**What to produce**
Every line in the listing below from the one with "Need: tag one point per instance of the forested" through the one with "Target: shop sign" is to be reproduced exactly, both ends included; leave out the rest.

**Dataset excerpts**
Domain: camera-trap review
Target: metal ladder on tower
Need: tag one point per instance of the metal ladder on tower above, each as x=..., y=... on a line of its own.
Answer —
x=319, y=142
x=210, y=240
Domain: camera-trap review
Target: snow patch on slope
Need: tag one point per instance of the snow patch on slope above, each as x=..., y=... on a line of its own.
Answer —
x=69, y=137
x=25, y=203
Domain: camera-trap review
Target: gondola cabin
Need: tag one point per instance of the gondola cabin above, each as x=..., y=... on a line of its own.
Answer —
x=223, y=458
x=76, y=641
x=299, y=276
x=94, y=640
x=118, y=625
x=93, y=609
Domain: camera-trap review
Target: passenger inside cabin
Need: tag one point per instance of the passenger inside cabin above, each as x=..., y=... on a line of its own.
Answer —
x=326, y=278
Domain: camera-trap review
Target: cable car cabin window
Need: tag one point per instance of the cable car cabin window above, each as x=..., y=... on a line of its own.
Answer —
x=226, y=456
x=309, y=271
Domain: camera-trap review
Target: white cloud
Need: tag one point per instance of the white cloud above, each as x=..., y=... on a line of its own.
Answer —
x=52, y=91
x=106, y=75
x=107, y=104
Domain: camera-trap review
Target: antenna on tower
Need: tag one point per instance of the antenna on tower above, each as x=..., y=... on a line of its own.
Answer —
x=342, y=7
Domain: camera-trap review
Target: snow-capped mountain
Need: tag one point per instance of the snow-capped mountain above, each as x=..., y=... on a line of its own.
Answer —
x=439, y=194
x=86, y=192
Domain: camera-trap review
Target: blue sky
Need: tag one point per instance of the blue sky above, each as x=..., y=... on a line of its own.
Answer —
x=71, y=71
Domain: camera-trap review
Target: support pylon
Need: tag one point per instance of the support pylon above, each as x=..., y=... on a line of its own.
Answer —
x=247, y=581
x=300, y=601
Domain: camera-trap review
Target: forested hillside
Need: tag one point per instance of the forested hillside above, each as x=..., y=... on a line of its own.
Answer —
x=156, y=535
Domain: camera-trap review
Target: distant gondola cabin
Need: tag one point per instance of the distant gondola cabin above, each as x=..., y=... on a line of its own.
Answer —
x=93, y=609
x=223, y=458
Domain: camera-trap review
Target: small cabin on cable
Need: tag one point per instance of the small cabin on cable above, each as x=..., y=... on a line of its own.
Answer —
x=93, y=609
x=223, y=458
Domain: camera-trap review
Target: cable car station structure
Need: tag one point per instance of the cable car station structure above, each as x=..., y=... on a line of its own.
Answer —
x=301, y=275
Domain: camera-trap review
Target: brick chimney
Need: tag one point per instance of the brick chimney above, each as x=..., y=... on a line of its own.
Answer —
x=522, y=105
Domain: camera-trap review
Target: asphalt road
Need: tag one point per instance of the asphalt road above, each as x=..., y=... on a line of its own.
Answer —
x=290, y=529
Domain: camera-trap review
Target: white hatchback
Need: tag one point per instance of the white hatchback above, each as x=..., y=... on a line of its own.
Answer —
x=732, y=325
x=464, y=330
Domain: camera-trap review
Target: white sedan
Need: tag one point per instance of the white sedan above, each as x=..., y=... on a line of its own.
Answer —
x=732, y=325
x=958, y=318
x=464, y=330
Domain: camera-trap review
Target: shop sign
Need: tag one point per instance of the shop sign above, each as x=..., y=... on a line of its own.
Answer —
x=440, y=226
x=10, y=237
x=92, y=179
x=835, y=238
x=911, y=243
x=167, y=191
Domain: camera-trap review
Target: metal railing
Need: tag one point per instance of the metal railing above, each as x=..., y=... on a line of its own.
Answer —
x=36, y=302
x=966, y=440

**Solution to the problem**
Need: tag one point per instance of the forested hillside above, each as x=..., y=... on a line of its own.
Answer —
x=156, y=535
Domain: camera-trap review
Target: distant gondola cabin
Need: tag one point per instance of the distant gondola cabin above, each as x=..., y=... on a line of its own.
Answer —
x=93, y=609
x=223, y=458
Domain: camera-trap review
Target: small cabin on cable
Need: tag one point per instance of the small cabin on cable above, each as x=..., y=... on a line of its own.
Answer —
x=93, y=609
x=223, y=458
Domain: camera-trap review
Target: cable car station structure
Need: tag one point per instance of the cable car station structure above, each as x=..., y=... on a line of its own.
Answer —
x=301, y=275
Domain: camera-trap review
Target: brick chimney
Need: tag one point per instance of the brick chimney above, each as x=..., y=... on a line of its own.
Answer —
x=522, y=105
Domain: camera-trap review
Target: asphalt road
Need: tag one point per instance of the asphalt road above, each as x=..., y=... on a line of its own.
Answer —
x=290, y=529
Domain: camera-trap review
Target: white hatchback
Need: tag one point per instance of the white hatchback above, each as x=..., y=... on a line of its own.
Answer —
x=732, y=325
x=464, y=330
Domain: camera-trap review
Target: white sedan
Need: tag one point per instance of the white sedan above, each as x=..., y=... on a line of its own.
Answer —
x=732, y=325
x=958, y=318
x=464, y=330
Domain: camera-trap review
Target: shop sign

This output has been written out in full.